L’apparition de cette dernière se fait à travers un montage morcelé et labyrinthique. Elle est résonance des personnages en présence mais également révélatrice. Elle extrait la lumière profonde des individus égarés.
Plus l’énigme se met à foisonner, à évoluer, et plus Jacques Rivette parvient un incroyable jeu de vases communicants.
Le réel devient projection théâtrale, le théâtre devient catalyseur et substance même de la réalité.

De plus, en convoquant tout autant Heidegger, Goldoni et Pirandello, Rivette propose une fascinante et complexe grille d’analyse à son addictif théorème qu’est Va Savoir +.
Il y a ici des réflexions renvoyant aux relations absurdes qui transparaissent dans le théâtre de Pirandello mais également des questionnements profonds sur le temps et le sens même de l’existence, idées que l’on trouve chez Heidegger ou encore la lecture du quotidien entre humour et déliquescence chez Goldoni.

- [Données enregistrées]

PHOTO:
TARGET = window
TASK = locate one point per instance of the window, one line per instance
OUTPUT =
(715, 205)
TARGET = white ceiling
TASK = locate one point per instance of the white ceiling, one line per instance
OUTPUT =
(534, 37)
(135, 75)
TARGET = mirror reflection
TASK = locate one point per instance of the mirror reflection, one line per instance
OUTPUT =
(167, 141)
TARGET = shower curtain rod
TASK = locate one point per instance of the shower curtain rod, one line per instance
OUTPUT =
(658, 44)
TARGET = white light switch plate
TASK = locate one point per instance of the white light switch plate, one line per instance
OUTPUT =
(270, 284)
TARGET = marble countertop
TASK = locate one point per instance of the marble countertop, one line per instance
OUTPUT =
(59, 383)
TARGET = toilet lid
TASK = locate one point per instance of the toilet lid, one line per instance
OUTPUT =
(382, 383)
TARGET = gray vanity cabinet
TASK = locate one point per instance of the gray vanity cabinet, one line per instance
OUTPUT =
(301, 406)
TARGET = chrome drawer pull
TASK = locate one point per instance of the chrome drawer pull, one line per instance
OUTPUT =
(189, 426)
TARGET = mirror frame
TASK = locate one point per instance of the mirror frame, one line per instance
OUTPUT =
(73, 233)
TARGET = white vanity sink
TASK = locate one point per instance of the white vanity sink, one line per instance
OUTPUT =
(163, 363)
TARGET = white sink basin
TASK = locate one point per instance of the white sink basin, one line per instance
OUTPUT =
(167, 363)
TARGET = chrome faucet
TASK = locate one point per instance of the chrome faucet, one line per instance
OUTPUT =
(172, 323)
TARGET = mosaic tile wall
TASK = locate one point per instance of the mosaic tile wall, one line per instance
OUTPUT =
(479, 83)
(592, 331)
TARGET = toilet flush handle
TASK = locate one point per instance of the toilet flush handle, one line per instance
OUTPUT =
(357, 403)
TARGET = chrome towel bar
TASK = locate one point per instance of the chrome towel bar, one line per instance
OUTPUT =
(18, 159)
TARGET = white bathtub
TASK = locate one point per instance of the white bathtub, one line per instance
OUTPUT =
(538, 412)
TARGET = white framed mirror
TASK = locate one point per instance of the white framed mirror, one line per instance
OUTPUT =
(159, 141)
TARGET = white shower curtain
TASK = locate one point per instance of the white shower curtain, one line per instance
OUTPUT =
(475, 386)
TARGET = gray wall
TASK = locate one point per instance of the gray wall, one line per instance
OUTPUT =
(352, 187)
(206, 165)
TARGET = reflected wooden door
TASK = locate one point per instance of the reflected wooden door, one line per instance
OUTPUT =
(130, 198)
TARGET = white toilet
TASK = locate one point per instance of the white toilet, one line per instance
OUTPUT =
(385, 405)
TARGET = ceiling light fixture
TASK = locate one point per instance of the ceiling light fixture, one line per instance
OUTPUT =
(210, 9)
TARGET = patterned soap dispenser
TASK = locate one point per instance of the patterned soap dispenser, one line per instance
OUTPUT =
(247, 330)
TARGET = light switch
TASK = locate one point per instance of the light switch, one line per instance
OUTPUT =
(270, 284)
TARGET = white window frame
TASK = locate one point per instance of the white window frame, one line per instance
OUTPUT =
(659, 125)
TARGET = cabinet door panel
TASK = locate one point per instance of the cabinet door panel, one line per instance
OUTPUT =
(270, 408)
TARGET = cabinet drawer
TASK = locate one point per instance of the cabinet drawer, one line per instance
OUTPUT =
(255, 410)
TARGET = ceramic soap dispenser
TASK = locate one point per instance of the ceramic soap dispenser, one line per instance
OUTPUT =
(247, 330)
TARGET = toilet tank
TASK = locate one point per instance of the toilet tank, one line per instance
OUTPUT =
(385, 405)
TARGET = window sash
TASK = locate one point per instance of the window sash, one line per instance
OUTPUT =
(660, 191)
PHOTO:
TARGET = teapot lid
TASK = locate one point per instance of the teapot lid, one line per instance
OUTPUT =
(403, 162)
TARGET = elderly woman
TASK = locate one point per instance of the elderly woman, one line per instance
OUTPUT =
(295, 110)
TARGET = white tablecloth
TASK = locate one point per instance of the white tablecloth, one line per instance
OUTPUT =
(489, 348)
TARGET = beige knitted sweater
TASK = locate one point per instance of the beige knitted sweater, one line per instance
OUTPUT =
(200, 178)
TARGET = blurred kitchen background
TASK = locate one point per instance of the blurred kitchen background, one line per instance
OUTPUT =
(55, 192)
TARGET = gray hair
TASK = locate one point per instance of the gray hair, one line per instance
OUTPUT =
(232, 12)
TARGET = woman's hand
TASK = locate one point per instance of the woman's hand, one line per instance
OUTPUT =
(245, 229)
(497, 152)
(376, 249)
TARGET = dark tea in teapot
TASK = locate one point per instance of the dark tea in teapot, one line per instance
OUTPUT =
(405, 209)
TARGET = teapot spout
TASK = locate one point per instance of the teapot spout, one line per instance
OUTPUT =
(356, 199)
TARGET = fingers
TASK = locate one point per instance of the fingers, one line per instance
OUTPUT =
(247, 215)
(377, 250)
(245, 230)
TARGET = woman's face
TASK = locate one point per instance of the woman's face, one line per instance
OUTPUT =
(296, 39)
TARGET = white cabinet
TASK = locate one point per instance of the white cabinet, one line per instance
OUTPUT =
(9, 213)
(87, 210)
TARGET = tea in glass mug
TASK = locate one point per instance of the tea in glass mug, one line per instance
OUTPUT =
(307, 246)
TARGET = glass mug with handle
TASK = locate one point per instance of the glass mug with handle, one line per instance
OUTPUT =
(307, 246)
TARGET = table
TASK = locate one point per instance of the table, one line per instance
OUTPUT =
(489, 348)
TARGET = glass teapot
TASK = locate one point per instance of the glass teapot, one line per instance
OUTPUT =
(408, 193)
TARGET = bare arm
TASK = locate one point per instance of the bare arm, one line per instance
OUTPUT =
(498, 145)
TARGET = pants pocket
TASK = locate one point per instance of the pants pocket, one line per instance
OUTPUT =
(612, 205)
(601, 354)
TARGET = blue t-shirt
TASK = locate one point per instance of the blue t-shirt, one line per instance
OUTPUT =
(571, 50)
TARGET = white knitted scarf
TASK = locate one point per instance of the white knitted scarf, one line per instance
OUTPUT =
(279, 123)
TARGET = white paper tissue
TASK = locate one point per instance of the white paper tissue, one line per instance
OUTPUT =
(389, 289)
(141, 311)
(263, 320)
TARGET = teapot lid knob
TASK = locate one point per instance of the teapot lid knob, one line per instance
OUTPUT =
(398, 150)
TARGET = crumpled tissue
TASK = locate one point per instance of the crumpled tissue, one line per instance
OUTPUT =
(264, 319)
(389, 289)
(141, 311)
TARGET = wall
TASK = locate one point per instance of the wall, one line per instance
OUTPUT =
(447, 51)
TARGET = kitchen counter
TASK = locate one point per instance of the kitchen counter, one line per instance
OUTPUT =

- [Consigne donnée] Dans le texte sur Va Savoir +, extrayez mot pour mot tout ce qui va de « De plus, en » jusqu'à « Va Savoir +. ».

- [Résultat obtenu]
De plus, en convoquant tout autant Heidegger, Goldoni et Pirandello, Rivette propose une fascinante et complexe grille d’analyse à son addictif théorème qu’est Va Savoir +.